• Data entries
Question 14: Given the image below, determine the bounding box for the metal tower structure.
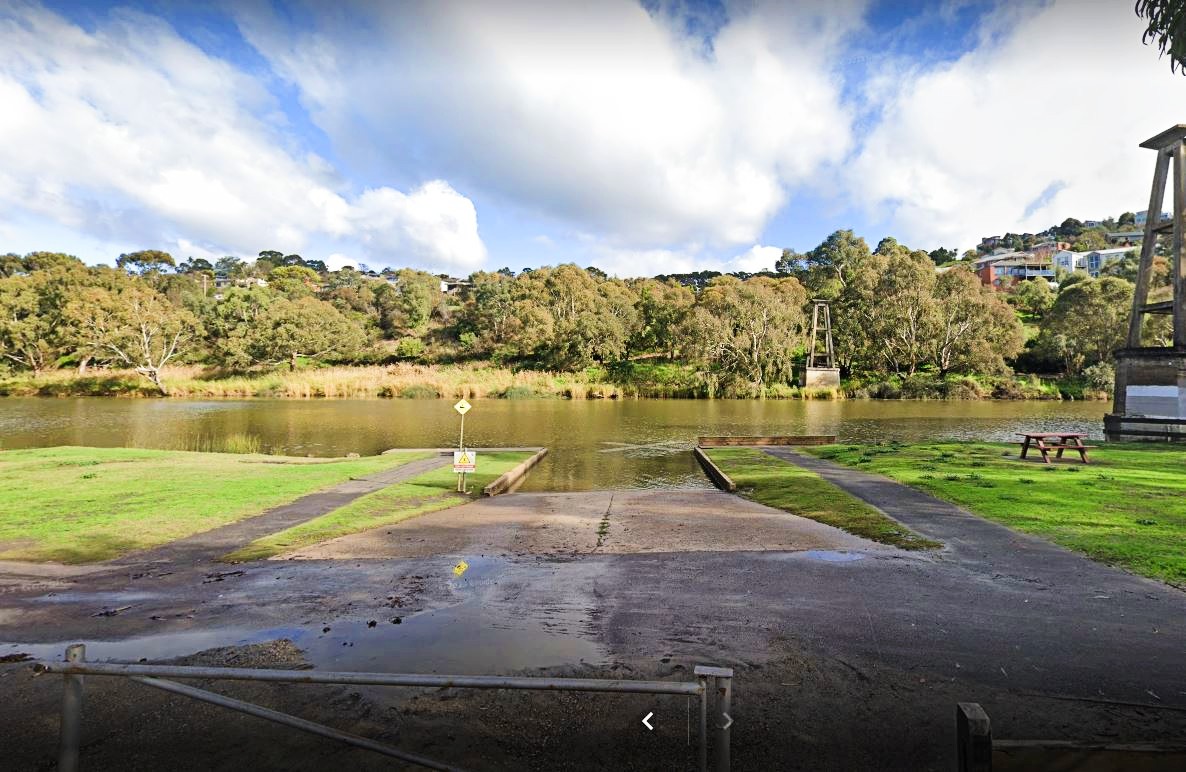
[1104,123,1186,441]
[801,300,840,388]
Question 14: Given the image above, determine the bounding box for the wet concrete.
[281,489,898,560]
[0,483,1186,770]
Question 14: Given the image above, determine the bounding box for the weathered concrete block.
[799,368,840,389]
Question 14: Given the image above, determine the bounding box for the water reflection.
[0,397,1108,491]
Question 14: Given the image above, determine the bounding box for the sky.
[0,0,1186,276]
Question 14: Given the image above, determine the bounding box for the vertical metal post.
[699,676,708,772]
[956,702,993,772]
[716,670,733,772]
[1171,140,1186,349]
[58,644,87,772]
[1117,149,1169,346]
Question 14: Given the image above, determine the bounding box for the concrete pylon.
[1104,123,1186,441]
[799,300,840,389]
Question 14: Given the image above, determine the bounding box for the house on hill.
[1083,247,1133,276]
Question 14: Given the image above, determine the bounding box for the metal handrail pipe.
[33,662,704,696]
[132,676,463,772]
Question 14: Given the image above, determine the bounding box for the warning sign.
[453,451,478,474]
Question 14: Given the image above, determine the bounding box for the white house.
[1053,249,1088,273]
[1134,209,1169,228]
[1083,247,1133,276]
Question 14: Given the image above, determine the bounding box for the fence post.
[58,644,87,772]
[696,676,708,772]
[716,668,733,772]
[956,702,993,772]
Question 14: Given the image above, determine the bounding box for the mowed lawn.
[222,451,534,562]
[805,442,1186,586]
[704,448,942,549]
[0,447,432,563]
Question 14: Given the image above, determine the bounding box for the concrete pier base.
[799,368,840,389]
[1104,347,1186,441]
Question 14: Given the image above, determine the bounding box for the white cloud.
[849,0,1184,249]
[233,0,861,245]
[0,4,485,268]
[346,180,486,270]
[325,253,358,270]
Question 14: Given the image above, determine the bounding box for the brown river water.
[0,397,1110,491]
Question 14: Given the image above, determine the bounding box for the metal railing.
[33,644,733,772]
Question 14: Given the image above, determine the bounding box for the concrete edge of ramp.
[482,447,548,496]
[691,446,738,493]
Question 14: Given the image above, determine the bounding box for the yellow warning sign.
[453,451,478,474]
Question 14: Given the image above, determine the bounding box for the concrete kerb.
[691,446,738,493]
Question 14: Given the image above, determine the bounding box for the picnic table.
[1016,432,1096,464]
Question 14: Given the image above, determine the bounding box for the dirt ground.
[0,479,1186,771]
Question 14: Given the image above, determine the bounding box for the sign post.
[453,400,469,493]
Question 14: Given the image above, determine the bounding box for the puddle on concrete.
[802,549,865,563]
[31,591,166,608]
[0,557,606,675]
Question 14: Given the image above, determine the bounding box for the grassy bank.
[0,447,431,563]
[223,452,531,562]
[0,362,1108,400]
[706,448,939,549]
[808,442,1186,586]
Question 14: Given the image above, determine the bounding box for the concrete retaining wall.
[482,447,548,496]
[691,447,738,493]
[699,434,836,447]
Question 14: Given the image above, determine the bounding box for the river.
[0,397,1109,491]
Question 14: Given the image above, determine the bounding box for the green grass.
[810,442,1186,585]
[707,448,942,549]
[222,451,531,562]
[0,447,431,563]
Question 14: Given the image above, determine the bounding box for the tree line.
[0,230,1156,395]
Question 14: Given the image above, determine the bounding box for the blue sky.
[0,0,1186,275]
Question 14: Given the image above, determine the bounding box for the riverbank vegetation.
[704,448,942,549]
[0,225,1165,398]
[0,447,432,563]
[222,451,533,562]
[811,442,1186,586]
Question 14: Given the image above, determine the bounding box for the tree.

• Set task
Print all of the items above word for word, leaving out the pictures.

• Full response
Question 14: Given the image below, determine the bounding box for the metal tower structure.
[1104,123,1186,441]
[801,300,840,388]
Question 14: Given the image above, determine the bounding box for the wet concrete.
[281,489,898,560]
[0,483,1186,770]
Question 14: Given the image above, determine the bounding box for the weathered concrete block.
[799,368,840,389]
Question 14: Given the image above, determine the bounding box for the water reflection.
[0,397,1108,491]
Question 14: Given the image above, determine the bounding box for the sky.
[0,0,1186,276]
Question 14: Given the image above, determine the bounding box for the vertical metal post.
[699,676,708,772]
[956,702,993,772]
[716,670,733,772]
[1171,140,1186,349]
[58,644,87,772]
[1117,149,1169,346]
Question 14: Given the image above, determine the bounding box for the concrete pylon.
[1104,123,1186,441]
[799,300,840,389]
Question 14: Given the image above, determine the bounding box for the house on hill.
[1083,247,1133,276]
Question 14: Given the image above, determine the bounding box for the metal handrail pipe.
[33,662,704,696]
[132,676,463,772]
Question 14: Given the image above, determine the bounding box for the warning sign.
[453,451,478,474]
Question 14: Given the image above, determine the bounding box for the white house.
[1053,249,1088,273]
[1134,209,1169,228]
[1083,247,1133,276]
Question 14: Given the image above, determine the bounding box for the fence post.
[58,644,87,772]
[696,676,708,772]
[716,668,733,772]
[956,702,993,772]
Question 14: Given the image above, determine the bounding box for the mowed lawn.
[222,451,534,562]
[805,442,1186,586]
[704,448,942,549]
[0,447,432,563]
Question 14: Given the image above, determine the bounding box for the concrete pier base.
[799,368,840,389]
[1104,347,1186,441]
Question 14: Given the image above, determine the bounding box for the white cloud.
[849,0,1184,249]
[233,0,861,245]
[0,4,485,268]
[346,180,486,270]
[325,253,358,270]
Question 14: Given the image above, determine the bounding box for the brown river water.
[0,397,1110,491]
Question 14: Given the image above, determine the bounding box for the metal railing.
[33,644,733,772]
Question 14: Given the image above, determine the bounding box for the concrete edge of ramp.
[482,447,548,496]
[691,446,738,493]
Question 14: Given the image above, determine the bounding box for the yellow warning sign.
[453,451,478,474]
Question 14: Given the image above, determine the bounding box for the concrete kerb.
[691,446,738,493]
Question 14: Given the image above, determine the bounding box for the picnic table.
[1016,432,1096,464]
Question 14: Given the image above, determine the bounding box for the dirt ground.
[0,479,1186,771]
Question 14: Given the image above, determine the bounding box for the sign post.
[453,400,469,493]
Question 14: Given the image above, determine the bounding box for the puddle on concrete.
[802,549,865,563]
[31,591,166,608]
[0,557,606,675]
Question 14: Given the image above, determine the bounding box for the grassy bank.
[0,447,431,563]
[223,452,531,562]
[0,362,1108,400]
[706,448,939,549]
[808,442,1186,586]
Question 14: Given the image above, determine the bounding box for the concrete retaining wall.
[482,447,548,496]
[691,447,738,493]
[699,434,836,447]
Question 14: Given the image above, determine the bounding box for the river.
[0,397,1109,491]
Question 14: Given the image above, determine the bounding box for the green grass.
[810,442,1186,585]
[707,448,942,549]
[222,451,531,562]
[0,447,431,563]
Question 14: Given the image above, determine the bounding box for the tree line.
[0,230,1156,395]
Question 14: Given the image above, determine the bounding box for the blue sky.
[0,0,1186,275]
Question 14: Given the image above, determine the bounding box for the riverbank vegetation.
[704,448,942,549]
[0,225,1165,398]
[0,447,432,563]
[222,451,533,562]
[811,442,1186,586]
Question 14: Given the image above, determine the bounding box for the tree.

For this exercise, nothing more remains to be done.